__TEXT EXCERPT__:
* Begin *

The lyrics here are based on a true story that was told to me by Cam Seymour, winner of the Date that Made the Most Women and Gay Men Jealous award, who heard it from a flatmate of his in SF's Castro district. Evidently, upon awakening (alone) in a strange bed after a wild night out, he had discovered a note similiar to the one in this song pinned to the pillow next to him.
This was a really fun song to record and do post-production on. This was in the heady days when we frequently pulled all-nighter's in SF's state-of-the-art Toast studio, (to give you an idea, REM was recording there right before us) secure in the knowledge that the bill was being paid and was massively discounted anyway, due to the fact that co-owner Craig Silvey was hugely behind Lil Tiger and co-producin the record with us. We had all lived with recording equipment and had gotten used to the open-ended nature of self-owned studio recording; so we never skimped on time and allowed ourselves a lot of latitude in conducting experiments.
For this track we wanted to achieve the audio equivalent of a hangover in the instrumental sections and made layers of noise-filter, shortwave radio, handclaps, mumbled voice-overs, drunk-sounding slowed down violins and I don't remember what all, to create a cacophony that we then mixed according to principles of Brian Eno and Peter Schmidt's Oblique Strategy by randomly pulling cards from the deck. I think the cards belonged to Michael who was obsessed with "numbers stations" at the time, these being these weird broadcasts on obscure radio frequencies of people intoning seemingly random series of numbers. Governments deny knowing anything about it.Sometimes there are odd strings of words too, so we tried to re-create a vision of numbers stations as part of the soundtrack to the hangover.

* End *

__RECORDS PROVIDED__:

* Begin *

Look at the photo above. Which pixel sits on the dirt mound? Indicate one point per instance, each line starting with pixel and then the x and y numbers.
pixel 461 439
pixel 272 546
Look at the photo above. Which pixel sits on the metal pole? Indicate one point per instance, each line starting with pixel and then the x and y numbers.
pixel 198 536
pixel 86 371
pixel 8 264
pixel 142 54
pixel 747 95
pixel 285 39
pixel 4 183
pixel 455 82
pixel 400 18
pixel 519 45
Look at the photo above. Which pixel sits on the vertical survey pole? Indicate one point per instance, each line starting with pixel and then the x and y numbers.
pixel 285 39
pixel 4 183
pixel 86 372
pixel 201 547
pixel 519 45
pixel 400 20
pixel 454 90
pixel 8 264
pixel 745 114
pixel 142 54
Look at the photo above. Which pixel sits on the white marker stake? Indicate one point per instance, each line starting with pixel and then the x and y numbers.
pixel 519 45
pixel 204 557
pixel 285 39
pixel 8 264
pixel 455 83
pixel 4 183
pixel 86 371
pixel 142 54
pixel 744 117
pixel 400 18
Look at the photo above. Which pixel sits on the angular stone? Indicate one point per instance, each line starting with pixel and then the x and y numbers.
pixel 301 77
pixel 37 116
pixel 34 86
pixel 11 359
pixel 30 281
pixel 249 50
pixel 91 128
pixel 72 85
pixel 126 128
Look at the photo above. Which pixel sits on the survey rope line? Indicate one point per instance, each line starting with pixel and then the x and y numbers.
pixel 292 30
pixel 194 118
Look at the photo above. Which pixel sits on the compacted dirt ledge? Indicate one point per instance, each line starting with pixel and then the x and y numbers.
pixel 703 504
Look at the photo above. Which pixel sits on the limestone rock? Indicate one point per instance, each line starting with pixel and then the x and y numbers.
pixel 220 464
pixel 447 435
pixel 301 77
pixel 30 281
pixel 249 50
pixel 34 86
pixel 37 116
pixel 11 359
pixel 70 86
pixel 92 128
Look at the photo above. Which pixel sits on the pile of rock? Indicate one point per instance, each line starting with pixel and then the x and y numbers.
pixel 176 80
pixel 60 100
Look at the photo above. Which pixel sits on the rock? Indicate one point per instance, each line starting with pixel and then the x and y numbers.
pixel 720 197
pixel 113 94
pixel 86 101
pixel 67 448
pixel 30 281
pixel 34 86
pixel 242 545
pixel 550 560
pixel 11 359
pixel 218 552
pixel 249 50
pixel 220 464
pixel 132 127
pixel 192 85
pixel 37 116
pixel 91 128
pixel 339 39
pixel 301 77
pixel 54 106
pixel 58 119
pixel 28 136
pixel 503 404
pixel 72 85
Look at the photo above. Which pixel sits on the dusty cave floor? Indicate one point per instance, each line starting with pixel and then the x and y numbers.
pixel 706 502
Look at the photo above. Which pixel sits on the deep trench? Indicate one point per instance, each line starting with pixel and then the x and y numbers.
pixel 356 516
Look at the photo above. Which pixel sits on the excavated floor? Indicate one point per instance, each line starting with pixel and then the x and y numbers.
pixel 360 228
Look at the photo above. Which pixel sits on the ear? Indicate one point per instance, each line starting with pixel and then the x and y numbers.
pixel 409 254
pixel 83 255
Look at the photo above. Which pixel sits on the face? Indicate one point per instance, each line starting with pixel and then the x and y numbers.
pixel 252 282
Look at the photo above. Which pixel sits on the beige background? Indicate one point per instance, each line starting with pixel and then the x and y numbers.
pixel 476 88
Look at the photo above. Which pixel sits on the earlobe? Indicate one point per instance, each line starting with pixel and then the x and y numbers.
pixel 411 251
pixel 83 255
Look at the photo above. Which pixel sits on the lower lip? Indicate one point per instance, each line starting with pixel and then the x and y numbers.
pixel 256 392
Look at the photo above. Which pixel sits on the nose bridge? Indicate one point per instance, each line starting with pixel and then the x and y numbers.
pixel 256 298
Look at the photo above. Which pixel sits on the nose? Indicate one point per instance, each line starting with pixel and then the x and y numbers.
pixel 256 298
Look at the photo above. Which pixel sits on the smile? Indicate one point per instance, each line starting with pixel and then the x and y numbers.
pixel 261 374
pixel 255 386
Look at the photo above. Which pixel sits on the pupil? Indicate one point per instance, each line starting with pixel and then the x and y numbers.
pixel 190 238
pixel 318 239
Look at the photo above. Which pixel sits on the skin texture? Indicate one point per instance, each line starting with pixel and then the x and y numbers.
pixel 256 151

* End *

Update the recording story from "For this track" up to and including "to the hangover." by putting "finger snaps" in place of "handclaps".

__WORKED SOLUTION__:
For this track we wanted to achieve the audio equivalent of a hangover in the instrumental sections and made layers of noise-filter, shortwave radio, finger snaps, mumbled voice-overs, drunk-sounding slowed down violins and I don't remember what all, to create a cacophony that we then mixed according to principles of Brian Eno and Peter Schmidt's Oblique Strategy by randomly pulling cards from the deck. I think the cards belonged to Michael who was obsessed with "numbers stations" at the time, these being these weird broadcasts on obscure radio frequencies of people intoning seemingly random series of numbers. Governments deny knowing anything about it.Sometimes there are odd strings of words too, so we tried to re-create a vision of numbers stations as part of the soundtrack to the hangover.